In the column below, reproduce the passage from "A second wave" up to and including "his 80th birthday.".

## PASSAGE GIVEN
-=-=-=-=-
This column originally appeared in Rawstory

Many of us have spent years convincing first ourselves and then long-suffering readers that President Donald Trump was one scandal away, one slip of the tongue, one fall on Air Force One, one essential predicate from ouster based on a buffet of underlying reasons, any one of which would take down a normal president.

Fair warning, but here comes another prediction, (And some credit is due, the prediction that something bad could go wrong on UFC fight night came true, the “Michelle Obama is a man” comment hit moderates hard), but this prediction promises something different, something both new and tangible – actually, a few somethings.

Everyone lumped within a certain Gen-X demographic forever remains conversant in School House Rock and thus knows that 3 Is a Magic Number. But it will be more physics, along with some magic, as we watch three waves conjoin into the long-feared and impossible to predict rogue wave, the type that really does sink ships. Three waves of varying degrees, all meeting at the right time and place, and destined to do so during a long-predicted summer storm.

Your doubts and natural cynicism are noted and well-founded. But let your cool-factor abate momentarily because these three waves approach with elegant timing.

From the left, port side, horizon, comes the most obvious: an economy on the brink. And as much as we may wish that such pain was unnecessary, this column has long noted that a broken economy not only changes everything but has become tragically necessary, especially when dealing with someone who assumes a clean getaway after shooting someone on Fifth Ave.

A second wave comes from aft and will catch Trump no matter how hard he steams ahead. His increasing age and frailty are now media staples; even the conceirge analysts at Fox News no longer try to hide the concerns. Ironically, Trump himself put his age front and center during his UFC fight “national event” on his 80th birthday.

Yes, yes, fine. You have every reason to clap back: “Thanks. Give us something new because those issues have been hanging around for a while now.”

Fair enough. We move to issue three, creating the magic number and thus conditions, and the underlying basis for a nation about to go rogue, this one headed from the starboard right, the political right.

The red brigade in Congress has largely had it with Trump as he increasingly transforms into a liability and, even more importantly, they seem less afraid to talk about it. The irony is as delicious as pizza when noting that the man almost solely responsible for MAGA’s rise now weighs it down as an anchor.

The divergence of the hard right political force is real and intensifying. Whereas members in the Senate and Congress once needed Trump at least as much as he needed them, not only is that need gone, but turning into a headwind. Trump surely feels invulnerable, probably having “run” his last election, he dedicates the entirety of his effort toward enriching himself financially and engraving his greatness in our nation’s monuments.
-=-=-=-=-
## GIVEN MATERIAL
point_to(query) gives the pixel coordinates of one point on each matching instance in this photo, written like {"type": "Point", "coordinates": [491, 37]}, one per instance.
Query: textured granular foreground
-=-=-=-=-
## REPLY
A second wave comes from aft and will catch Trump no matter how hard he steams ahead. His increasing age and frailty are now media staples; even the conceirge analysts at Fox News no longer try to hide the concerns. Ironically, Trump himself put his age front and center during his UFC fight “national event” on his 80th birthday.